WHAT IS NEEDED
Word for word, set down every line of the entries below from the line with "of the concrete" to the line with "of the canal", including both, and no other line.

MATERIAL SUPPLIED

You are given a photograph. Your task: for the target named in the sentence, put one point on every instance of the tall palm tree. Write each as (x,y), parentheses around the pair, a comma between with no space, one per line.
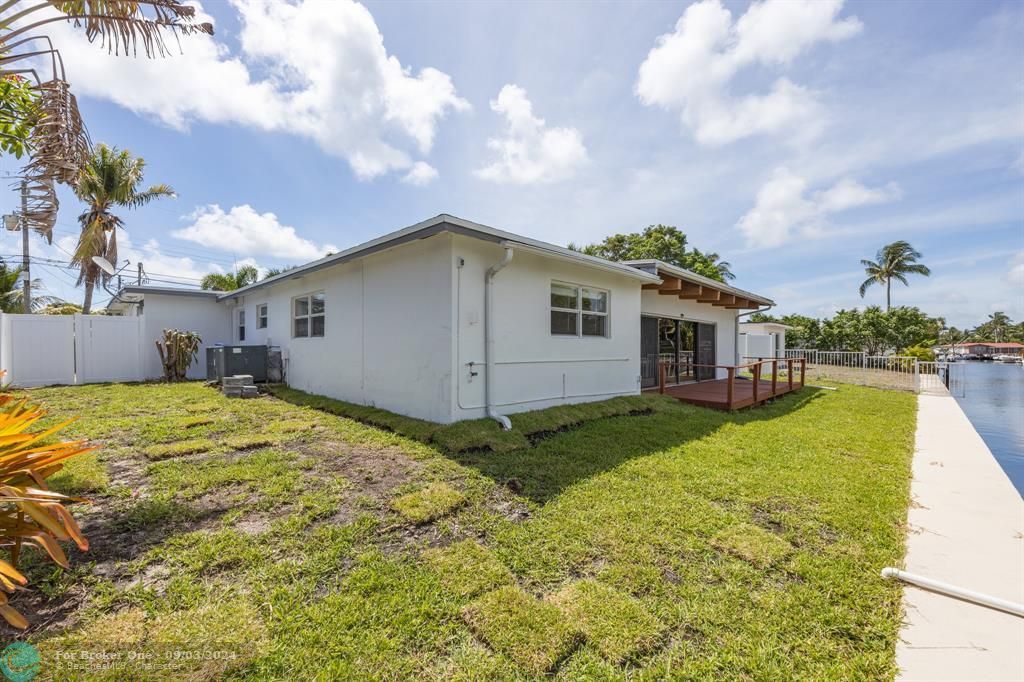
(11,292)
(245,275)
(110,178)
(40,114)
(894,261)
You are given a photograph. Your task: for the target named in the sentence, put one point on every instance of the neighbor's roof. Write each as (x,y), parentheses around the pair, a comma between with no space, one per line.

* * *

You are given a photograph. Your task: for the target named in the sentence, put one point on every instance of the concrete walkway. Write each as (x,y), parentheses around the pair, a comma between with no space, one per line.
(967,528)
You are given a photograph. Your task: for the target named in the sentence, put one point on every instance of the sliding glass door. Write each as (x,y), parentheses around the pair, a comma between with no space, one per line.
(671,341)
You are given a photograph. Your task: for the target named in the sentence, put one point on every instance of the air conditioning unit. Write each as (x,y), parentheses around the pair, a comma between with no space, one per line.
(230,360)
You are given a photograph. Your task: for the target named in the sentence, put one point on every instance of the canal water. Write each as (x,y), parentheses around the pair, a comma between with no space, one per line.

EXERCISE OUTPUT
You are given a photograph. Your task: for the target named in the sentence, put one point on every instance of the concrete walkway. Write each as (x,y), parentheses around the pair, a comma between with no space, one per line.
(967,528)
You are given a photograph. Your task: for the target named in the sentence, put one point on every instance of the sliding glass door. Write each as (x,y), parentheses around the pair, a comma between with no space, one per line.
(671,341)
You are given a photograph. Your task: for the target named in the sentence, put one point on every instance of the air conditioning unit. Write each as (x,y), parentheses around the pair, a comma between with no space, one per line.
(230,360)
You are given a photograph. Your task: for the target named in the sentence, put one point on every instance of the canal water. Write each as (x,y), parentheses around the pair, a comma between with no space, one per line.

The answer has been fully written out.